# TEXTE À ANALYSER:
Autre domaine d’inégalités persistantes : la santé. La mortalité des employés et des ouvriers est plus élevée, de même que leur exposition aux maladies et accidents professionnels, ou encore à la vieillesse en situation de dépendance. Les différences entre hommes et femmes sont nettes : les hommes ouvriers sont les plus frappés. Pour la période 2000-2008, à trente-cinq ans, leur espérance de vie était de sept années inférieures à celles des hommes cadres. De même, les femmes employées ont un rapport au corps très différent de celui des femmes cadres, comme on le voit à propos de l’obésité qui touche beaucoup plus les employées et les ouvrières. Il en est de même pour le fait de vieillir en mauvaise santé.

En ce qui concerne la scolarisation, l’accès aux études secondaires et supérieures s’est accru pour les enfants d’ouvriers et encore plus pour les enfants d’employés, mais il reste limité. Il s’effectue surtout dans des filières courtes et peu valorisées comme les bacs technologiques et professionnels au lycée, ou les BTS après le bac. Si l’on regarde les niveaux de diplôme des adultes, ils demeurent très contrastés. En 2010, 32 % des ouvriers et 20 % des employés sont sans diplôme, contre 5 % et 2 % des professions intermédiaires et des cadres.

Bien d’autres aspects pourraient être évoqués, mais un dernier point est essentiel : la distance des classes populaires à la politique institutionnelle s’est nettement renforcée par rapport aux années 1970, comme en attestent la hausse continue de l’abstention et des votes intermittents parmi les ouvriers et les employés, l’éclatement de leurs votes entre gauche et extrême droite, mais aussi le recul de leur part parmi les dirigeants politiques, les élus et même parmi les militants.

L’expérience de la subordination au cœur d’une condition commune

Au-delà de l’énumération de ces indicateurs d’inégalités persistantes ou croissantes, les enquêtes récentes, montrent que trois facteurs sont au cœur de ce rapprochement entre ouvriers et employés et du maintien de leur position dominée : leur situation au travail, les perspectives de mobilité sociale et les alliances conjugales.

# TÂCHE À RÉALISER:
Recopiez à l'identique le passage du texte sur les inégalités des classes populaires situé entre « Au-delà de l’énumération » et « les alliances conjugales. », bornes incluses.

# DONNÉES ENREGISTRÉES:
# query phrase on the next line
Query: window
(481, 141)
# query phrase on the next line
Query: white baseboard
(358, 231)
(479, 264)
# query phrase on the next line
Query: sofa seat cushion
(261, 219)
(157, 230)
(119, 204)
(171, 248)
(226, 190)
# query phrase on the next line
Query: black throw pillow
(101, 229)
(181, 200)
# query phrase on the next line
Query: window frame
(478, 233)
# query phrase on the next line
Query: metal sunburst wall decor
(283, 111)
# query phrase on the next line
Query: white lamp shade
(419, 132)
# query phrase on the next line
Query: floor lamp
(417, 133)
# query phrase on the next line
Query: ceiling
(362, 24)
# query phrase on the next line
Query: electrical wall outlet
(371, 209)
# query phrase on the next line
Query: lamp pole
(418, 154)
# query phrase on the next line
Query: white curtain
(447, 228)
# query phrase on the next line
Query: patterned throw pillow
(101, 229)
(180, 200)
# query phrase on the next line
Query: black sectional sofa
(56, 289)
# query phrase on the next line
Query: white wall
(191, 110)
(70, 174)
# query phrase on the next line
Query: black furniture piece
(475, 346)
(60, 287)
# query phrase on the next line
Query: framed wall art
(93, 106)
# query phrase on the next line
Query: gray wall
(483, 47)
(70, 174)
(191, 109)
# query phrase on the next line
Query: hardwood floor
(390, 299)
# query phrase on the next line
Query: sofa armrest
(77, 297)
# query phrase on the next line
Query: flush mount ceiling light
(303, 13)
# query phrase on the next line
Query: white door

# SOLUTION DÉTAILLÉE:
Au-delà de l’énumération de ces indicateurs d’inégalités persistantes ou croissantes, les enquêtes récentes, montrent que trois facteurs sont au cœur de ce rapprochement entre ouvriers et employés et du maintien de leur position dominée : leur situation au travail, les perspectives de mobilité sociale et les alliances conjugales.